Exercises to complete>
(a) According to the post about Herbert Spencer, what category does Spencer place laughter in?
(b) Carry on the post about Herbert Spencer past its last sentence.

Extract provided>
Monday, October 5, 2009

Physiology or Philosophy?

Although I enjoyed our excerpt from Herbert Spencer, I would assume a lot of my classmates did not. It reads like a physiology lecture, and being a science geek, this was right up my alley. Spencer describes extra neural excitement and the way it needs to find a path out of the body. He uses the example of exercise and I think it's a great one. When you're nervous or excited, you can't sit still. You often can't sleep either. But if you exercise, say run or play basketball. You work out that extra energy and you can finally focus. Personally I experience this a lot. When I don't exercise regularly I don't sleep. It's as simple as that. Spencer puts laughter in the same category. It's simply a physical channel for excess neural stimulation.

Dataset>

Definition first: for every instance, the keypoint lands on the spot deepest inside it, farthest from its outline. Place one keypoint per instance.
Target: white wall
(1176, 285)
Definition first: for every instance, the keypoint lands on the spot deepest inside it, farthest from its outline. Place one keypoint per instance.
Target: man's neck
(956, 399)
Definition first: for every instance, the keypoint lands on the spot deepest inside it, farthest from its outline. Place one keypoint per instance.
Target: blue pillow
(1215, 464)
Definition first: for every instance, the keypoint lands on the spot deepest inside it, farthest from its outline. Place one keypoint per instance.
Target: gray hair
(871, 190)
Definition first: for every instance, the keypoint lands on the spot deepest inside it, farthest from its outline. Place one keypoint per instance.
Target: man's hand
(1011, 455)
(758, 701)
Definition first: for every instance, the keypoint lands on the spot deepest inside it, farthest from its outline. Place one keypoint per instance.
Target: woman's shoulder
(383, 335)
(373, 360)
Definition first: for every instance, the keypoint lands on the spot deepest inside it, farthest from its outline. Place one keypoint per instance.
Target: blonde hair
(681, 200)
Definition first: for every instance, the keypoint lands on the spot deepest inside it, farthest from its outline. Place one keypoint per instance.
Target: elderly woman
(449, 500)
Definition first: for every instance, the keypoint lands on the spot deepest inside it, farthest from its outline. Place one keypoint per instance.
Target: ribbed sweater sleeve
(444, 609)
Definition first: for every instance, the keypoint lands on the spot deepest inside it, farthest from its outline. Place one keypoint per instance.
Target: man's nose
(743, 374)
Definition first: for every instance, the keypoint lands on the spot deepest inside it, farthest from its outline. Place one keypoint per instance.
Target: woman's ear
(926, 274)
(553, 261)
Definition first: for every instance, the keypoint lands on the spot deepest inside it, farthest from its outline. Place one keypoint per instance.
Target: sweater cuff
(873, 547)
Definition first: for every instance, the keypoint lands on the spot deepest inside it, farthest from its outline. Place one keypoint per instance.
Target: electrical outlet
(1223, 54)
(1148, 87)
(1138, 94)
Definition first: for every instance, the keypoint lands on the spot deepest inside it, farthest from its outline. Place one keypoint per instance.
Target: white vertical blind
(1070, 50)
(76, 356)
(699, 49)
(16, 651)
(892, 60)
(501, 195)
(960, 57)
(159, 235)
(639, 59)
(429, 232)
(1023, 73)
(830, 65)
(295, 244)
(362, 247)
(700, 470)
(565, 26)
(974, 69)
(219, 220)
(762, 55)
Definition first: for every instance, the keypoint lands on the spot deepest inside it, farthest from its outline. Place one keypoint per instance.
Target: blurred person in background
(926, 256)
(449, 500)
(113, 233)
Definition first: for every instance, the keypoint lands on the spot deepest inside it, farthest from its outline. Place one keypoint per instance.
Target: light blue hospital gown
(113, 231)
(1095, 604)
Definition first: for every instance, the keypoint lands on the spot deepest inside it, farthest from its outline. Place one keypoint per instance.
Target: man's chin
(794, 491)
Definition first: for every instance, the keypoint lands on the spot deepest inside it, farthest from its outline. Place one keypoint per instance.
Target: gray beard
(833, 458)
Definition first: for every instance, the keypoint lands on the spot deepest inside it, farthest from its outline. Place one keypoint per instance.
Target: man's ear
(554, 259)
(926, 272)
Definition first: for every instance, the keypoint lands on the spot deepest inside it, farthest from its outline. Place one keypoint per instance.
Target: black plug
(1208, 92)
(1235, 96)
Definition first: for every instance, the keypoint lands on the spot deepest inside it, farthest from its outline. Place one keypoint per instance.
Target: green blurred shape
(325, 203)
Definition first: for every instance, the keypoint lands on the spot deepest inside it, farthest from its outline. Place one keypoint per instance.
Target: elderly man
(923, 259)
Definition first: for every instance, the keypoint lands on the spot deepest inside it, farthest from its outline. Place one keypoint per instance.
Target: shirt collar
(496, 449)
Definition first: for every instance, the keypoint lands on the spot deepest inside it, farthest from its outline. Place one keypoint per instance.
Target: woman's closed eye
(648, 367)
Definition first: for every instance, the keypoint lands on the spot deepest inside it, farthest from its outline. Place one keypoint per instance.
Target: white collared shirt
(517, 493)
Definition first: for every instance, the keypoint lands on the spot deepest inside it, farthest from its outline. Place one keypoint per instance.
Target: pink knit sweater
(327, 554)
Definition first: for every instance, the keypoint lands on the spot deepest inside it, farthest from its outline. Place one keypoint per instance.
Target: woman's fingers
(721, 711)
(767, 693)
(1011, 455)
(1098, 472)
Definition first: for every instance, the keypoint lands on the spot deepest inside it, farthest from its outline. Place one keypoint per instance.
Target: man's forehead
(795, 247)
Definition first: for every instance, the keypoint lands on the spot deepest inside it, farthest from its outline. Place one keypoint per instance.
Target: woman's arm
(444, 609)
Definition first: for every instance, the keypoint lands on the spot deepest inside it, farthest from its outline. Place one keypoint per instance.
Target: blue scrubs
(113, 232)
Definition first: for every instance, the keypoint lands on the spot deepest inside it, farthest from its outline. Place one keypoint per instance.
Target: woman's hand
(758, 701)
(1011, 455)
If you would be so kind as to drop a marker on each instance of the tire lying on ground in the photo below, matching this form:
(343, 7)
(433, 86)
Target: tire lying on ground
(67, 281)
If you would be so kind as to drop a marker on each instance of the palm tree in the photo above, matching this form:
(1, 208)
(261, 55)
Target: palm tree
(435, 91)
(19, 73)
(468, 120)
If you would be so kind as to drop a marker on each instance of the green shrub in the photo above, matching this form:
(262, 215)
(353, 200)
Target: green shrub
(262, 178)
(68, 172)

Answers for the exercise>
(a) Spencer treats laughter as a physical channel for excess neural stimulation.

(b)
So why don't we laugh all the time? He goes on to explain that laughter only occurs in a descending order. If the overstimulating event is not "inferior" to the preceding stimuli, laughter won't be the channel that the excess takes. I think of this as a necessary let down. If a stimulus creates more tension and escalates the excess you don't laugh. For instance if someone is ill and in the hospital, you may have an excess of stimulation. If something silly happens you might laugh and release it. Perhaps your loved one starts to come around and makes a joke. But if your loved one dies. That next step is a further escalating step and doesn't elicit a laugh but a different release, probably tears.

I'm not sure how this ties in with Freud but Spencer makes a lot of sense to me.